Write the next part of the text on mosaik's runnable examples, continuing after its last line and not from the entries.

**Extract to read:**
·····

Runnable examples demonstrating mosaik's core primitives.

Bootstrap Node

bootstrap.rs — a ready-to-use bootstrap node for any mosaik network.

A bootstrap node is the initial point of contact that allows other peers to join and discover each other on the network. It runs as a long-lived process and can be deployed as-is without modification.

Features demonstrated:

  • Creating a Network with a stable identity using a secret key
  • Configuring peer discovery with tags and bootstrap peers

Running

cargo run --example bootstrap -- --network-id=mynet --secret=mysecret

Key options:

Flag Description
--secret, -s Secret key (hex) or seed string for a stable peer ID
--network-id, -n Network ID (hex) or seed string
--peers, -p Other bootstrap peer IDs to connect to on startup
--tags, -t Discovery tags (default: bootstrap)
--no-relay Disable relay servers (node must be directly reachable)
-v / -vv Verbose / very verbose logging
--quiet, -q Suppress all output

All flags can also be set via MOSAIK_BOOTSTRAP_* environment variables.


Orderbook

orderbook/ — a distributed order-matching engine built on mosaik.

A more complete example that combines multiple mosaik primitives into a working application: a price-time priority orderbook replicated across a Raft consensus group, with typed streams for order submission and fill dissemination.

Features demonstrated:

  • Streams — typed pub/sub channels for disseminating Order and Fill events between nodes
  • Groups — a Raft consensus group running an OrderBook state machine that replicates order matching across three nodes
  • State machines — implementing the StateMachine trait for deterministic command application and queries
  • Discovery — cross-discovering multiple nodes on the same network

Topology

Traders (stream producers) → OrderBook Group (Raft RSM) → Fill stream (consumers)

·····

**Supplied material:**
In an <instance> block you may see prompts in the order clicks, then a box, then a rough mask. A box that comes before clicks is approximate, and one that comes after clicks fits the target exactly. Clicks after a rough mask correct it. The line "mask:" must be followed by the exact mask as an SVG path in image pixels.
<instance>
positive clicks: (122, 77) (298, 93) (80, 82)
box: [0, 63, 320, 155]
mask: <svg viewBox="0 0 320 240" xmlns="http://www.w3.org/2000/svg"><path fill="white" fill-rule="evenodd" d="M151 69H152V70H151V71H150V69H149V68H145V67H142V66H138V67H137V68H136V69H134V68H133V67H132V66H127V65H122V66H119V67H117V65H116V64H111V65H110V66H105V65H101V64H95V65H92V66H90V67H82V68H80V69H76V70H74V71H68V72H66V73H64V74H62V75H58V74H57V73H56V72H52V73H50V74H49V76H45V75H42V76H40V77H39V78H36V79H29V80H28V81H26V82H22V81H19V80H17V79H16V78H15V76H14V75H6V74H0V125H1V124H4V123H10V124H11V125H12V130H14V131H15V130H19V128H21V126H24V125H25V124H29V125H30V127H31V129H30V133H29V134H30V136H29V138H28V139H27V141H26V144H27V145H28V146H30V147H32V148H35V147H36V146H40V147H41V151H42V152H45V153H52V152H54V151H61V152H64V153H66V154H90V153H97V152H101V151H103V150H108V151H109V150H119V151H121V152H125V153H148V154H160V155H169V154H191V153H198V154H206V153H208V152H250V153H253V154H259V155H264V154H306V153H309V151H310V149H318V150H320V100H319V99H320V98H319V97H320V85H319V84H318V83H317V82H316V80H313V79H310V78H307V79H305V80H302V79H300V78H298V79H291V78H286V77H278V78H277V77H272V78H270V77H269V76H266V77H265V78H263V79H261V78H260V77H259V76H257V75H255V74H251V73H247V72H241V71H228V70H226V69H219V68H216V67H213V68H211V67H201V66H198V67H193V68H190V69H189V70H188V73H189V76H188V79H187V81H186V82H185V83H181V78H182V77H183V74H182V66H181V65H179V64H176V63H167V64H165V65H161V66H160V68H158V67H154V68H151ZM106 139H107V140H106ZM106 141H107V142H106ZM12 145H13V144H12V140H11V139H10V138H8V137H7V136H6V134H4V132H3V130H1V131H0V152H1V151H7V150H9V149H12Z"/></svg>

·····

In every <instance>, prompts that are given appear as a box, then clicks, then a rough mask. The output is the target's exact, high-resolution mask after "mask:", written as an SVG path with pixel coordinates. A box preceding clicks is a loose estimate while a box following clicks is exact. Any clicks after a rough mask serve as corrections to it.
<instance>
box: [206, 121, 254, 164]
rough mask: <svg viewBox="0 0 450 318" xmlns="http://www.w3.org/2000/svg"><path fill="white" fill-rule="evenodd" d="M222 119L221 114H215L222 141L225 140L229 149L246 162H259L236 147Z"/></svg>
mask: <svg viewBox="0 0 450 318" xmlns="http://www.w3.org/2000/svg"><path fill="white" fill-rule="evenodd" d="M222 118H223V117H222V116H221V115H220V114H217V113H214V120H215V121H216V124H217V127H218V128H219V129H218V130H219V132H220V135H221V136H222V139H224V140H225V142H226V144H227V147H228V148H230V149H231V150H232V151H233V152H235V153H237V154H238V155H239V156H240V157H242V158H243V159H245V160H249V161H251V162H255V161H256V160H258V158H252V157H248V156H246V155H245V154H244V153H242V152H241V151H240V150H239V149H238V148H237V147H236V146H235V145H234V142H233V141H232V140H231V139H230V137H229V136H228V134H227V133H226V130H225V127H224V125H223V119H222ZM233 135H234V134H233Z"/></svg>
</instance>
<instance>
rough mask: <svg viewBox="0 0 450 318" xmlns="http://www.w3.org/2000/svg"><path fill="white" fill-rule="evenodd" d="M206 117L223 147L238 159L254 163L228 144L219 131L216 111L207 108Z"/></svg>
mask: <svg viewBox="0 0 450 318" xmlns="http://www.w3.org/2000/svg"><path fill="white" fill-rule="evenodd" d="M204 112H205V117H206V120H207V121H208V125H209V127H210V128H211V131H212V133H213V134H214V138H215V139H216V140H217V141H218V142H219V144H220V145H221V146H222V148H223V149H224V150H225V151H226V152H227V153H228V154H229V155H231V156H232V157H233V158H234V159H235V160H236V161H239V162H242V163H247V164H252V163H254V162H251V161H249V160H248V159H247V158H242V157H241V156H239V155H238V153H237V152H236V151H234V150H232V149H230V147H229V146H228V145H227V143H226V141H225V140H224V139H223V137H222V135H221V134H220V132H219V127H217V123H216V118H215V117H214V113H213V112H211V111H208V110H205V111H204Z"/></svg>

·····

**Written answer:**
  1. Trader nodes publish Order events onto a typed stream
  2. Matcher nodes (3-node Raft group) consume orders, match them through consensus, and produce Fill events
  3. Downstream consumers receive fill notifications via a separate typed stream

Running

cargo run -p orderbook

The example spins up 5 in-process nodes (3 matchers + 2 traders), submits a handful of orders on the ETH/USDC pair, matches them through the replicated orderbook, and prints the resulting fills and top-of-book state.


Group Chat

group-chat/ — a peer-to-peer group chat room using mosaik replicated collections.

The simplest possible networked application: each running instance is one participant. Participants in the same room automatically discover each other — no server, no configuration.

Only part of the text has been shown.